Instructions for the task: Search term "stone": copy each line of the records that contains it.

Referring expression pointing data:
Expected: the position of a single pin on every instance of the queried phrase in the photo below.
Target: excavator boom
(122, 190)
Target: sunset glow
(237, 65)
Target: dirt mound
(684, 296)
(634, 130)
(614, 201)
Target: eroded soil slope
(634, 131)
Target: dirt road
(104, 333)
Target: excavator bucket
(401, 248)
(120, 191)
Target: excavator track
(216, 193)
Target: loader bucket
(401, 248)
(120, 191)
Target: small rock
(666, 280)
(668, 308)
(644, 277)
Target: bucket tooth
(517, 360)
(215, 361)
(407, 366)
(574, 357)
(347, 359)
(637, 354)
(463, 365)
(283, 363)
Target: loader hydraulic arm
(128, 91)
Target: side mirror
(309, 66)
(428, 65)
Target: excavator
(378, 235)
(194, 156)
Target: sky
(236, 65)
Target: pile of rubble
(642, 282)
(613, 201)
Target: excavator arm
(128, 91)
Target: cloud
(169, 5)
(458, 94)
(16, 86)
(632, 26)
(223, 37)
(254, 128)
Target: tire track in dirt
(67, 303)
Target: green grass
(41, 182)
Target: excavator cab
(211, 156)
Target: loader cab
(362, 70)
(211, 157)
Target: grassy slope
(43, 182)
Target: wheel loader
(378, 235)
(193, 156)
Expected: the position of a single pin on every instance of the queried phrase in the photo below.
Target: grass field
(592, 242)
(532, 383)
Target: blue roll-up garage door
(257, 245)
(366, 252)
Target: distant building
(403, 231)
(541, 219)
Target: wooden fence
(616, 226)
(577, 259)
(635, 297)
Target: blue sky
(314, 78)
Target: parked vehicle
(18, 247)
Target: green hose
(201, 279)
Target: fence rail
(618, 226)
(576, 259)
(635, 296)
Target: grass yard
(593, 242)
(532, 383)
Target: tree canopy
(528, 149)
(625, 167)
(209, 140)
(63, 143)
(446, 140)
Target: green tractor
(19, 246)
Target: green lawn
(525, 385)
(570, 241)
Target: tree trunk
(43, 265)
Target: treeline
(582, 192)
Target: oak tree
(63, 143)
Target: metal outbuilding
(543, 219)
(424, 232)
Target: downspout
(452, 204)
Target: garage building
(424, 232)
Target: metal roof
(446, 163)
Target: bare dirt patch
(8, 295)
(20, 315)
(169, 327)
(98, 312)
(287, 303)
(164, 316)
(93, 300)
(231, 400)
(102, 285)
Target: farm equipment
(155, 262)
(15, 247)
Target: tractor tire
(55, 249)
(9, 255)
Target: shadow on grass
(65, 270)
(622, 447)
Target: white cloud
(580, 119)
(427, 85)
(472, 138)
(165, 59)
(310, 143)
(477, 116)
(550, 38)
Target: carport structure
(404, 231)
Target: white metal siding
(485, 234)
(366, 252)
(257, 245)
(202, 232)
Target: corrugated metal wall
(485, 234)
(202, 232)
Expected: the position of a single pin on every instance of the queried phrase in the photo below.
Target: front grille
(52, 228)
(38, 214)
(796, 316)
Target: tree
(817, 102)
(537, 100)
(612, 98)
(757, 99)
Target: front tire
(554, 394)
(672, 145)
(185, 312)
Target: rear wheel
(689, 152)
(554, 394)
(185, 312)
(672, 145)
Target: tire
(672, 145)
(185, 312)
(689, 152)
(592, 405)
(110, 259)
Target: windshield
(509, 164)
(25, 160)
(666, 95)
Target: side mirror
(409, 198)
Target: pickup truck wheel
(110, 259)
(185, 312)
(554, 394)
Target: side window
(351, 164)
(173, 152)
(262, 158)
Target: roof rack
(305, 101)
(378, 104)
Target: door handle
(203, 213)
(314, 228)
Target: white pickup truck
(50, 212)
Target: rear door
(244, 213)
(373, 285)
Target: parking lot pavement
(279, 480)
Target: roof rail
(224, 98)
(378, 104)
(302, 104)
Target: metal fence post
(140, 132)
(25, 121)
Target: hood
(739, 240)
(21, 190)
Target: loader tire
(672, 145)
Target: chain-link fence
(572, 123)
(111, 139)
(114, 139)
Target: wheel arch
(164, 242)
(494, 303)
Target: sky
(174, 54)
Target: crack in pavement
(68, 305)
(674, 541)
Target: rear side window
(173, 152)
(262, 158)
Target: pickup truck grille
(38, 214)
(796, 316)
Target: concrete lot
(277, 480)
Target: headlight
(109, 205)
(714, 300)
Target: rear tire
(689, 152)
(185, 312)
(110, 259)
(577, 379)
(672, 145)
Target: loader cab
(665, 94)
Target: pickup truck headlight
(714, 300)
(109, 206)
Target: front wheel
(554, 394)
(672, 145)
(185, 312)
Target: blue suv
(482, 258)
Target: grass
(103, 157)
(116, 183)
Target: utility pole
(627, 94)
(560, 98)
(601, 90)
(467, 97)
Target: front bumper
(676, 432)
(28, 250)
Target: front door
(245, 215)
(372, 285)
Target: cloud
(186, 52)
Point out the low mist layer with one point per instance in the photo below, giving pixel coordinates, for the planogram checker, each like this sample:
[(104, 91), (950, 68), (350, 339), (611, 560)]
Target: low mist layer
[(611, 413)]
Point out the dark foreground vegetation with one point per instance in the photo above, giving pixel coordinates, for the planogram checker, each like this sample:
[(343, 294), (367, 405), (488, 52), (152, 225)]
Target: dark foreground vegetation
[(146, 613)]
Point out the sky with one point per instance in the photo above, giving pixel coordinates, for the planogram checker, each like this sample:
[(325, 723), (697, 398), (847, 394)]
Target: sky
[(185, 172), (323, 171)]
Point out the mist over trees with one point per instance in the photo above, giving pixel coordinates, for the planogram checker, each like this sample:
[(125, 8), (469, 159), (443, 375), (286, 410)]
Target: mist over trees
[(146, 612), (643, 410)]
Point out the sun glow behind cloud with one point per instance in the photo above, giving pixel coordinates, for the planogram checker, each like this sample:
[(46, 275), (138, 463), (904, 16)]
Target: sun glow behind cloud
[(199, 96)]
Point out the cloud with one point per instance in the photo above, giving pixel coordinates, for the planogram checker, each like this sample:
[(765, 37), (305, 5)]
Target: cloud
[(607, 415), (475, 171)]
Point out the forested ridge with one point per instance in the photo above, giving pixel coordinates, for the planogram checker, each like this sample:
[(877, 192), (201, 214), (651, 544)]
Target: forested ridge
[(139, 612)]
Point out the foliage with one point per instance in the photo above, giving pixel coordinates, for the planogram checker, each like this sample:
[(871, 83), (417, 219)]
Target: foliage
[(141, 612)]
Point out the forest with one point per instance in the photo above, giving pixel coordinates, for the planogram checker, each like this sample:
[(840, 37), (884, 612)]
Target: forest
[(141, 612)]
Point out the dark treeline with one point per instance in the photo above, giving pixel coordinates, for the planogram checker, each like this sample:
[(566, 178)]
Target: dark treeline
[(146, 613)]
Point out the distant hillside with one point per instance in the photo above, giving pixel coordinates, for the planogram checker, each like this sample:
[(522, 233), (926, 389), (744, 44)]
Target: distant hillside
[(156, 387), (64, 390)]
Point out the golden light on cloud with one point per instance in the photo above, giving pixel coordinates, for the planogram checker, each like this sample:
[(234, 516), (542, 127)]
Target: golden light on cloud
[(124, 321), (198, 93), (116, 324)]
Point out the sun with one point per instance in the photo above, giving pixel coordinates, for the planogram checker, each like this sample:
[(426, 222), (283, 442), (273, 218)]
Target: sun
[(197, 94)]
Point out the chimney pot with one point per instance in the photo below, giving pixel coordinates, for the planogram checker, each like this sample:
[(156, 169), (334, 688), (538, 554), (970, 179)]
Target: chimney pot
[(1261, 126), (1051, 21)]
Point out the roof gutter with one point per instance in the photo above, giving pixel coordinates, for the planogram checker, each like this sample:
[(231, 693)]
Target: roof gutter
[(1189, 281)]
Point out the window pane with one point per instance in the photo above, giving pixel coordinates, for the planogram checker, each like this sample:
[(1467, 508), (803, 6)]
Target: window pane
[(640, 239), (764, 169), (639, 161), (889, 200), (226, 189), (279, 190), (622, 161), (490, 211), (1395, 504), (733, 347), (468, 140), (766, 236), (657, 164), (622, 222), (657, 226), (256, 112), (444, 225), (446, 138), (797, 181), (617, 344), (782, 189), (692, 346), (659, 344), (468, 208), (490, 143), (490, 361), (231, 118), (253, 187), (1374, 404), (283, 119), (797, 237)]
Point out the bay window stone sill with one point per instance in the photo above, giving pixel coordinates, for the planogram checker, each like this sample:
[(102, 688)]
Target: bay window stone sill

Final answer:
Point out the bay window stone sill with one point per instance in the photo above, giving pixel coordinates, for the planogram checker, each like this sample:
Target: bay window stone sill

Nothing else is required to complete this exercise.